## START
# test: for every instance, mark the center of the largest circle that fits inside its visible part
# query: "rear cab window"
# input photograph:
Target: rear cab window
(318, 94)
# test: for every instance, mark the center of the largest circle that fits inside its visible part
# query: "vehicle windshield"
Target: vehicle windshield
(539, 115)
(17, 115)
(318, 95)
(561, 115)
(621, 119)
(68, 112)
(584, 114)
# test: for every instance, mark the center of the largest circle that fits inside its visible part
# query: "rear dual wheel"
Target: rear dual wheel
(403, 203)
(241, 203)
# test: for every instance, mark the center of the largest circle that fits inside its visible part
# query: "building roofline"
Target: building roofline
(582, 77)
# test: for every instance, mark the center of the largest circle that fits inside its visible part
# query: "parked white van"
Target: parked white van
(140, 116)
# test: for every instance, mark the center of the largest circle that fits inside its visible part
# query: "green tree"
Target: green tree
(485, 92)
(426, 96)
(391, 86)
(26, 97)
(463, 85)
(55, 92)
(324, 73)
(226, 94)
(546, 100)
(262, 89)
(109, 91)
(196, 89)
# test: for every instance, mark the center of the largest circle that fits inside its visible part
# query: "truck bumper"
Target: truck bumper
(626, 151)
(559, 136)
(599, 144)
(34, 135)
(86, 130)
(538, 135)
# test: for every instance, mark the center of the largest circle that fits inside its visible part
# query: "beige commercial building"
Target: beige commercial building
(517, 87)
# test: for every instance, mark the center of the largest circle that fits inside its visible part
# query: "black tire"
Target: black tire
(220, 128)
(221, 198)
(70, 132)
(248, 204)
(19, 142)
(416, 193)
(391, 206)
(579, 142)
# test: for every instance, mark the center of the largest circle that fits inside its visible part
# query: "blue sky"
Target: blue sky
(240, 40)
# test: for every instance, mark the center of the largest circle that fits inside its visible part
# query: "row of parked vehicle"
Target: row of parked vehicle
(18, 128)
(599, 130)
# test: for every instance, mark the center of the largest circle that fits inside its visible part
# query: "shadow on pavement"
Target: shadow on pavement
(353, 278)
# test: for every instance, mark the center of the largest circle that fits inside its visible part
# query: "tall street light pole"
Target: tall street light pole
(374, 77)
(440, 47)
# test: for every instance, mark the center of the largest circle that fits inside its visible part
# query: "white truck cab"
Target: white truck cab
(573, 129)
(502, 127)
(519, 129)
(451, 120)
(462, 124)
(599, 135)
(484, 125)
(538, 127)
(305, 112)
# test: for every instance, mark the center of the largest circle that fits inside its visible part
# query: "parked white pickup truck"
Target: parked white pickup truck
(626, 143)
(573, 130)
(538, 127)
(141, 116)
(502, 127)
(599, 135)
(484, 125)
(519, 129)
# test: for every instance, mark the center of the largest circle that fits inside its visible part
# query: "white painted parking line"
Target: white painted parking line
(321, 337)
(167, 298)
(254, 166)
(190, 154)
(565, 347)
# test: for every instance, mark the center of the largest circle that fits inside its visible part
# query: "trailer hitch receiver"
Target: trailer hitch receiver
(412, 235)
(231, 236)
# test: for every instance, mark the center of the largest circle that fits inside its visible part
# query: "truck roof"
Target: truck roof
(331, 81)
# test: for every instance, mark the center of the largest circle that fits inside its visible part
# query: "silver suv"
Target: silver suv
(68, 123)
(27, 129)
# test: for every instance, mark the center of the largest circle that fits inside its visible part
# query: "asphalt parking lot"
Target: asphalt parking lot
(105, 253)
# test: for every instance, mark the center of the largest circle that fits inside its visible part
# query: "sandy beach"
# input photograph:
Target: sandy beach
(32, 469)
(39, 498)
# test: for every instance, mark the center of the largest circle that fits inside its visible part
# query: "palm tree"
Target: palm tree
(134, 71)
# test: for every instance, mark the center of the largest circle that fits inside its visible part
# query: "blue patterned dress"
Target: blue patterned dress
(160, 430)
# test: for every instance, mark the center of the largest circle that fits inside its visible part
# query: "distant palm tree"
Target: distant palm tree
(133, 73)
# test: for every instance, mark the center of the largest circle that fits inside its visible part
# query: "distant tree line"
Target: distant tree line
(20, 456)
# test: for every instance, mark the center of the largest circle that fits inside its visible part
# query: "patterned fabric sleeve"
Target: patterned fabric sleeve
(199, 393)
## END
## WRITTEN EXERCISE
Extract each record, keeping it identical to the original.

## ANSWER
# test: for every instance, mark the center of the largest circle that fits inside its visible part
# query: "rear cab window"
# input photograph:
Target: rear cab window
(318, 94)
# test: for every instance, mark the center of the largest circle that fits inside its visible part
# query: "vehicle windshield"
Target: vehicle windshield
(539, 115)
(17, 115)
(318, 95)
(561, 115)
(621, 119)
(68, 112)
(584, 114)
# test: for every instance, mark the center of the largest circle that fits inside its visible part
# query: "rear dual wheel"
Target: rear dual wheel
(403, 203)
(241, 203)
# test: for every instance, mark the center of the largest circle that fits inside its visible part
# query: "building roofline"
Target: building roofline
(582, 77)
# test: for every instance, mark the center of the largest circle that fits inside its visible part
# query: "parked white van"
Target: parked white van
(140, 116)
# test: for every instance, mark the center of the largest circle that fits inside its visible part
# query: "green tree"
Target: green tree
(485, 92)
(426, 96)
(391, 86)
(26, 97)
(463, 85)
(55, 92)
(324, 73)
(226, 94)
(546, 100)
(262, 89)
(109, 91)
(196, 89)
# test: for every instance, mark the center of the largest circle that fits inside its visible part
# query: "truck bumper"
Target: truck bumper
(626, 151)
(559, 136)
(599, 144)
(34, 135)
(86, 130)
(538, 135)
# test: for every instance, mark the center of the largest circle that fits inside its visible part
# query: "beige commercial building"
Target: beige commercial building
(517, 87)
# test: for every instance, mark the center of the largest circle that fits inside its visible part
# query: "black tire"
Target: black tire
(220, 128)
(221, 198)
(70, 132)
(248, 204)
(19, 142)
(416, 193)
(391, 206)
(579, 142)
# test: for every instance, mark the center of the largest circle that fits inside its visible part
# query: "blue sky"
Target: blue sky
(240, 40)
# test: for every instance, mark the center of the largest circle that fits inside its visible part
# query: "row of parked vehicle"
Target: row of parked vehicle
(18, 128)
(599, 130)
# test: for every instance, mark the center of the largest circle that fits inside its visible part
# query: "shadow on pavement"
Target: shadow on pavement
(353, 278)
# test: for every instance, mark the center of the largest circle that fits inside its visible part
# query: "tall street light pole"
Target: tall street light pole
(374, 77)
(440, 47)
# test: for every instance, mark the center of the largest circle that fits inside its visible part
# query: "white truck cab"
Target: white truck cab
(573, 129)
(502, 127)
(519, 129)
(451, 120)
(462, 124)
(599, 135)
(484, 125)
(538, 127)
(305, 112)
# test: for every instance, mark the center of the largest circle that fits inside its visible part
# query: "parked white pickup truck"
Target: parked white pickup truck
(626, 143)
(573, 130)
(538, 127)
(141, 116)
(502, 127)
(599, 135)
(484, 125)
(519, 129)
# test: for every instance, mark the center of the largest circle that fits inside its visible part
# query: "white painted parking line"
Target: white painted parking line
(321, 337)
(167, 298)
(254, 166)
(190, 154)
(565, 347)
# test: for every instance, mark the center of the largest circle that fits inside its visible part
# query: "trailer hitch receiver"
Target: trailer hitch receiver
(412, 235)
(231, 236)
# test: for every instance, mark the center of the largest circle that fits inside its visible part
# query: "truck roof"
Target: truck roof
(331, 81)
# test: for every instance, mark the center of the largest circle that fits inside its visible part
# query: "silver suv"
Target: silver suv
(68, 123)
(27, 129)
# test: for every instance, mark the center of the largest circle that fits inside its visible part
# query: "asphalt parking lot"
Target: asphalt parking lot
(105, 253)
# test: for every instance, mark the center of the largest circle that fits inside its visible part
# query: "sandy beach"
# input photograph:
Target: sandy beach
(32, 469)
(39, 498)
# test: for every instance, mark the center of the largest circle that fits inside its visible part
# query: "palm tree"
Target: palm tree
(134, 71)
# test: for every instance, mark the center of the largest circle that fits inside its visible part
# query: "blue patterned dress"
Target: blue patterned dress
(160, 430)
# test: for every instance, mark the center of the largest circle that fits inside its visible part
# query: "distant palm tree"
Target: distant palm tree
(133, 73)
# test: for every instance, mark the center of the largest circle that fits inside its visible part
# query: "distant tree line"
Target: distant tree line
(20, 456)
# test: for every instance, mark the center of the largest circle that fits inside its visible part
# query: "patterned fabric sleeve"
Target: patterned fabric sleeve
(199, 393)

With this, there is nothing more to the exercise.